Supplied records section start

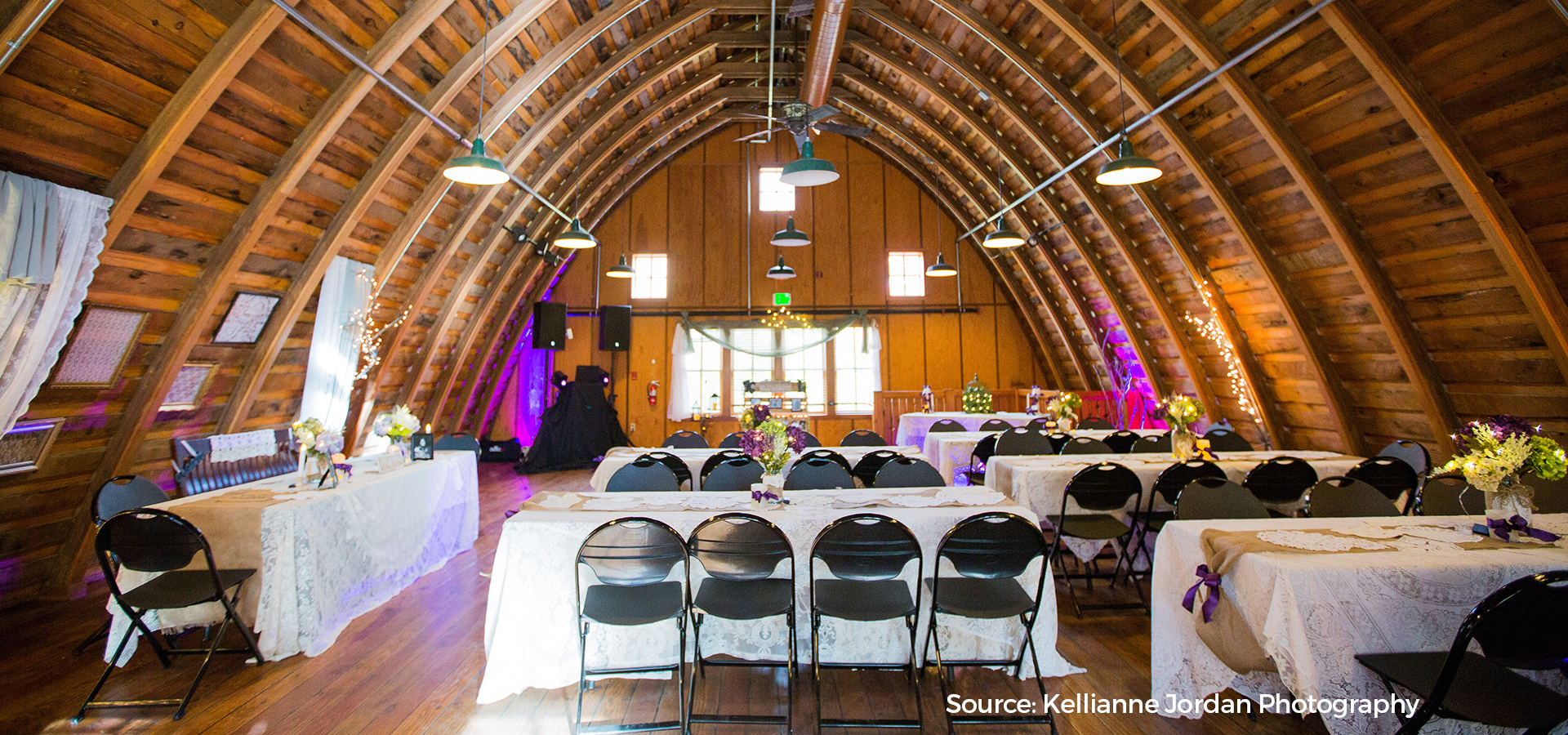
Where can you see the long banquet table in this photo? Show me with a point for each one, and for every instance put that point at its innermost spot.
(323, 557)
(1312, 613)
(530, 624)
(621, 457)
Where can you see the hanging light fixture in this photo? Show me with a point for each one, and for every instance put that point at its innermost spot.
(808, 170)
(1128, 168)
(789, 237)
(479, 168)
(782, 271)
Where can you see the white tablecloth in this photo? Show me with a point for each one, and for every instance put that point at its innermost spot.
(328, 557)
(951, 450)
(530, 626)
(621, 457)
(1314, 612)
(1040, 482)
(915, 426)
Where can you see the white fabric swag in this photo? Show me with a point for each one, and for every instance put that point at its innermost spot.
(51, 238)
(334, 356)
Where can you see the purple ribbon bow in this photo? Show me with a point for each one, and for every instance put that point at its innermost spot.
(1503, 528)
(1213, 600)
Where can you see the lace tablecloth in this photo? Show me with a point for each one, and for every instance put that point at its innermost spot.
(951, 450)
(1314, 612)
(1040, 482)
(623, 457)
(323, 557)
(915, 426)
(530, 637)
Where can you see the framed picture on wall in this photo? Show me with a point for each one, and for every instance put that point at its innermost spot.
(99, 347)
(245, 320)
(189, 386)
(27, 444)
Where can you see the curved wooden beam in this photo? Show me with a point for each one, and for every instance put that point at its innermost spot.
(1542, 296)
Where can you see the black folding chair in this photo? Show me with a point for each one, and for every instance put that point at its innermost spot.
(864, 555)
(1518, 627)
(990, 552)
(632, 560)
(684, 441)
(1348, 499)
(862, 438)
(741, 552)
(734, 475)
(151, 540)
(908, 472)
(122, 492)
(866, 469)
(644, 474)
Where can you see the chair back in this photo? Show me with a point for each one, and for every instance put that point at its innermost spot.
(1348, 499)
(1179, 475)
(1445, 496)
(866, 469)
(1414, 455)
(1208, 499)
(124, 492)
(734, 474)
(1227, 441)
(1084, 445)
(684, 441)
(644, 475)
(864, 547)
(908, 472)
(458, 443)
(1121, 443)
(862, 438)
(817, 474)
(632, 552)
(739, 546)
(1281, 480)
(1024, 441)
(1104, 486)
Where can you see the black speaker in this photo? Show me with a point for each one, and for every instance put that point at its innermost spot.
(615, 328)
(549, 325)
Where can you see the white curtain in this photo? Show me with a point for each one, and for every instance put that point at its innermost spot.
(51, 238)
(679, 380)
(334, 358)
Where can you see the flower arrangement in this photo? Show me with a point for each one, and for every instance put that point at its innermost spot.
(397, 424)
(1503, 445)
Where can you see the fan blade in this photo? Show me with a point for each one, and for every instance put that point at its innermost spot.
(849, 131)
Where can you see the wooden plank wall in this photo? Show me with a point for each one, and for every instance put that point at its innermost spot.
(695, 212)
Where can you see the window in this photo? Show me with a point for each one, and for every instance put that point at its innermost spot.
(906, 274)
(772, 193)
(653, 276)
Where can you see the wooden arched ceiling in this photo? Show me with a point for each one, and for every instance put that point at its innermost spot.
(1370, 209)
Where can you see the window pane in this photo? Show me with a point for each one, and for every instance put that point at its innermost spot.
(772, 193)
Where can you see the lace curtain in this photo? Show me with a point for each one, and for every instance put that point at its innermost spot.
(330, 372)
(51, 238)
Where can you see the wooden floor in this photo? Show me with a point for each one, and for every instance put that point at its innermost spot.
(412, 666)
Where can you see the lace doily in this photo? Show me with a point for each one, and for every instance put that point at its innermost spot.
(1319, 541)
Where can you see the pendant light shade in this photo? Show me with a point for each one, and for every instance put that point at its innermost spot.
(475, 168)
(789, 237)
(620, 270)
(782, 271)
(1128, 168)
(576, 237)
(808, 170)
(941, 269)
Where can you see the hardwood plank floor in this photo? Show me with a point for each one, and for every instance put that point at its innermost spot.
(412, 668)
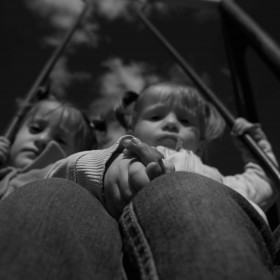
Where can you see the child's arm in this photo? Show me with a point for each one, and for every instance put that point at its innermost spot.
(241, 126)
(254, 183)
(123, 175)
(4, 149)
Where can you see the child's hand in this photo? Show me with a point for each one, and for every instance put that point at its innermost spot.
(128, 173)
(4, 149)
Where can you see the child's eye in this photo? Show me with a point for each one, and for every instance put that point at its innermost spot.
(61, 141)
(34, 128)
(154, 118)
(185, 122)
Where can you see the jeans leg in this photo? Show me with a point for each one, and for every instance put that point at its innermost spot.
(54, 229)
(186, 226)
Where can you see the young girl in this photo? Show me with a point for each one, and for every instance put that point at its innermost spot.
(180, 123)
(50, 131)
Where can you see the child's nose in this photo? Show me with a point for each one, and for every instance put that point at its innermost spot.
(42, 140)
(171, 123)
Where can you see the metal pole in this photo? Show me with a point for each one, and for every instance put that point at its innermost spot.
(44, 74)
(268, 165)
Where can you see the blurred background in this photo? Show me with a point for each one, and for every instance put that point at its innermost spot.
(112, 51)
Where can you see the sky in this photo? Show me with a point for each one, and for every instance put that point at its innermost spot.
(113, 52)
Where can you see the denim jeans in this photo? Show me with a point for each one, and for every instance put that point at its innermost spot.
(180, 226)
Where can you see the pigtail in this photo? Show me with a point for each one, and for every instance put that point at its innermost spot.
(214, 125)
(123, 109)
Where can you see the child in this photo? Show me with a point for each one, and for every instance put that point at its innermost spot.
(50, 131)
(180, 123)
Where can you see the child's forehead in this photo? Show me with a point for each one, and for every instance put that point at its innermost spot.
(54, 114)
(151, 99)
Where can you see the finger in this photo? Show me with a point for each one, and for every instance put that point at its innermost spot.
(154, 170)
(138, 177)
(145, 152)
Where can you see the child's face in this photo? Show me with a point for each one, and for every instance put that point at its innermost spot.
(36, 132)
(167, 123)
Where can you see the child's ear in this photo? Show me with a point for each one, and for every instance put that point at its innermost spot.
(130, 131)
(201, 147)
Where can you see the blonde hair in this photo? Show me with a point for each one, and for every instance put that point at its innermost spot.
(69, 116)
(211, 123)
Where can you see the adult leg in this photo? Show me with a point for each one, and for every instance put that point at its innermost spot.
(186, 226)
(54, 229)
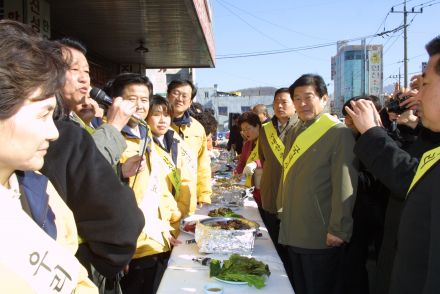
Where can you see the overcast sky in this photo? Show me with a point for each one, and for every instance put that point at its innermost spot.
(256, 26)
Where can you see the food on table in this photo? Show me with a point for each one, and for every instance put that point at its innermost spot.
(240, 269)
(223, 211)
(233, 224)
(190, 226)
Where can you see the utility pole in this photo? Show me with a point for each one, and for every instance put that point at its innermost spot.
(397, 77)
(405, 41)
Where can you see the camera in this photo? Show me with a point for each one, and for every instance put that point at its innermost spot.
(393, 104)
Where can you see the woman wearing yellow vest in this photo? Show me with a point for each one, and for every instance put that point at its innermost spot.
(38, 229)
(153, 197)
(176, 157)
(249, 162)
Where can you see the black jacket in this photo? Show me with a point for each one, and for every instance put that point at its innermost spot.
(106, 214)
(417, 263)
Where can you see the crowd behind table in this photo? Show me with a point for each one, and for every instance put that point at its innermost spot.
(102, 191)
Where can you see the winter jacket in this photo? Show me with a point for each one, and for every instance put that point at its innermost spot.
(194, 135)
(166, 210)
(318, 192)
(106, 214)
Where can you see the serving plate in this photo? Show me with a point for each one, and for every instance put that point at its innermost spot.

Supplied records section end

The answer must be the entries above, printed exactly, with no pictures.

Where can you see the long banquet table in this photo? Show me with a point for each one, and for every instance put that point at its innermost spot.
(323, 557)
(1312, 613)
(530, 624)
(621, 457)
Where can you see the hanging light fixture in this photo? Show me with a point for each one, and for every instance put that point at its innermost spot.
(808, 170)
(1128, 168)
(789, 237)
(479, 168)
(782, 271)
Where can you see the white tablecloth in this photo? Show me with a point for each one, and for every instance put that point at its innermost spot.
(328, 557)
(951, 450)
(530, 626)
(621, 457)
(1314, 612)
(1040, 482)
(915, 426)
Where can you see the white fabric swag in this photo? Show me with a point for each one, and for every instance put that point at its innermost spot.
(51, 238)
(334, 356)
Where can you see the purple ribbon bow in this photo? Show me with a point for each one, and for every instance put that point at its innermost spot.
(1503, 528)
(1213, 600)
Where can you see the lace tablecloth in this photo? Show me with a point for each one, and for every instance put that point at its innermost spot.
(951, 450)
(1314, 612)
(1040, 482)
(623, 457)
(323, 557)
(915, 426)
(530, 637)
Where can you see the framed picture on wall in this photo? Show me with a point for each one, and for every instance put that point at its innermost spot.
(99, 347)
(245, 320)
(189, 386)
(27, 444)
Where can you see the curved wooden beam in this photo? Show me with a point for each one, and for every instance put that point at its innermost spot.
(1542, 296)
Where can you see the black folding chair in this photo? Show me with a point for each one, and for every instance put that point at its innermost spot.
(864, 555)
(1518, 627)
(990, 552)
(632, 560)
(684, 441)
(1348, 499)
(862, 438)
(741, 552)
(734, 475)
(151, 540)
(908, 472)
(122, 492)
(866, 469)
(644, 474)
Where can you see the chair back in this photo? Show me with a point for each one, and for every instance put that point at its innermost spot.
(1348, 499)
(1179, 475)
(1445, 496)
(866, 469)
(1414, 455)
(1208, 499)
(124, 492)
(734, 474)
(1227, 441)
(1084, 445)
(684, 441)
(644, 475)
(864, 547)
(908, 472)
(458, 443)
(1121, 443)
(862, 438)
(817, 474)
(632, 552)
(739, 546)
(1281, 480)
(1024, 441)
(1104, 486)
Where can you see the black speaker in this photo? Show me with a point for each one, and for every instance put that point at its innermost spot.
(615, 328)
(549, 325)
Where can you see the white curtain in this photo? Show me with a point for each one, and for every instance put that point at its innermost spot.
(51, 238)
(679, 380)
(334, 358)
Where can you see the flower arrangement in this photo? Show me with a point for each one, and for every instance put that point at its innermost spot.
(397, 424)
(1503, 445)
Where can you see the fan blade in this photo? Show me with a point for each one, and for every instance put that point at its innermost spot.
(849, 131)
Where can you see the wooden plank wall in this photo? Show me with a point for each one, and for every instance put that point at its innermost spot.
(695, 212)
Where can you see the window in this photo? Show me with a point for each one, and for every instance put that point at its innermost spot.
(906, 274)
(772, 193)
(653, 276)
Where can you see the wooden arched ceiling in this photo? Show me with a point for each one, and for every instance put that point at its innermost spot.
(1370, 209)
Where can you see the window pane in this photo? Show me with a point for each one, and for every instance put that point at its innermost spot.
(772, 193)
Where can you see the lace curtain in this photo? Show me with a point for each one, and for every instance put that point at its innermost spot.
(330, 372)
(51, 238)
Where can you see the wooden floor in this photo? Show me with a point for each one, and for every instance put that point at its innermost spot.
(412, 666)
Where can you see the lace doily in this photo? Show me with a point for each one, and for every instance put that point at its innermost spot.
(1319, 541)
Where can you see the pendant light shade in this photo? Show me with a point for each one, and for every instance put that point at its innermost spot.
(475, 168)
(789, 237)
(620, 270)
(782, 271)
(1128, 168)
(576, 237)
(808, 170)
(941, 269)
Where can you see the hardwood plank floor in this photo? Show me with a point for each one, and for every instance put that point at its innermost spot.
(412, 668)
Where can you see the child's arm in this photo? Show me with a point for each one, and for every instance put that point at its innermost spot.
(241, 126)
(254, 183)
(123, 175)
(4, 149)
Where can you see the child's hand in this photo? Show me with a point for each one, and for every instance put that point at its innermost spot.
(128, 173)
(4, 149)
Where can you see the child's eye in this photo? Show me with a point for each one, and for every instance put that point at its innermost spot.
(61, 141)
(34, 128)
(154, 118)
(185, 122)
Where can you see the jeans leg in this photo? Show me with a point for each one, and for every instance put that point at its innermost spot.
(54, 229)
(186, 226)
Where can you see the young girl in this photo? Show me with a point for each one, and for every instance put that point at its innermost spot.
(180, 123)
(50, 131)
Where can you see the child's nose in this photo? Show me with a point for each one, and for every instance put that point at its innermost spot.
(42, 140)
(171, 123)
Where can you see the metal pole in this photo? Show me with a point for each one, and for every instance put that point at its innermost spot.
(44, 74)
(268, 165)
Where can you see the blurred background in this photo? Show me with a point for each one, and for every instance put that point at its innermost spot.
(112, 51)
Where can you see the sky in this photo? Show me with a point for each one, and for every instance put that point at its innermost spot.
(113, 52)
Where can you see the denim jeans in this photo? Show me with a point for each one, and for every instance put that point at its innermost spot.
(180, 226)
Where can you see the pigtail in this photo? Show me with a point for each one, and for every instance put that point at its innermost spot.
(214, 125)
(123, 109)
Where can you see the child in this photo? Show me with a point for each one, and for every instance put that point at its innermost spot.
(50, 131)
(180, 123)
Where can you see the child's forehead in this photo? Show me with a point for each one, and for every instance put that point at its innermost spot.
(54, 114)
(151, 99)
Where can you see the finger in this photo? Show me with a point for each one, and for every instance put that point at its innermost spot.
(154, 170)
(138, 177)
(145, 152)
Where can you see the child's face in this photo? Show me with a point for each one, and for every instance put that point at its innermost spot.
(36, 132)
(167, 123)
Where can you see the child's ear in this photo? Show me with a point for each one, and for every instance put that point at its innermost spot.
(130, 131)
(201, 147)
Where can you see the blonde hair in this photo? Show me with a point for each one, and for every instance put that point at its innermost spot.
(69, 116)
(211, 123)
Where can you see the adult leg in this photo? Show me with a point for each one, and for every instance put that point at its innermost spot.
(186, 226)
(54, 229)
Where can you see the overcast sky in this photo? Show me with a point for each one, and for every instance put that point at its innermost spot.
(256, 26)
Where can you see the food on table in this photo? Show me with a point for each one, and for every instance put that point at its innermost spot.
(240, 269)
(223, 211)
(233, 224)
(190, 226)
Where can you see the utility pole in this photo? Show me with a point for each one, and for every instance put that point at its innermost spot.
(397, 77)
(405, 41)
Where can you see the camera in this photo? Show me with a point for each one, and for every instance put that point at its innermost spot.
(393, 104)
Where can you see the woman wearing yellow vest in this photo? Show me with a point for each one, and for every instance put that point at its innermost spot.
(38, 229)
(153, 197)
(176, 157)
(249, 162)
Where can you see the black jacket in this photo? Show me with a point for each one, and for every instance put that point at its innermost spot.
(106, 214)
(417, 263)
Where can you see the crowd behind table in this photo? Show me with a point for each one, and for every instance put that point at its innermost spot.
(102, 191)
Where can you see the winter jacket in this photo? Show me with a point for each one, and for every instance put that point at its innermost spot.
(194, 135)
(166, 210)
(318, 192)
(106, 214)
Where can you see the serving plate in this photo? Show me with a point for each one, and for every instance put that point at its innermost spot.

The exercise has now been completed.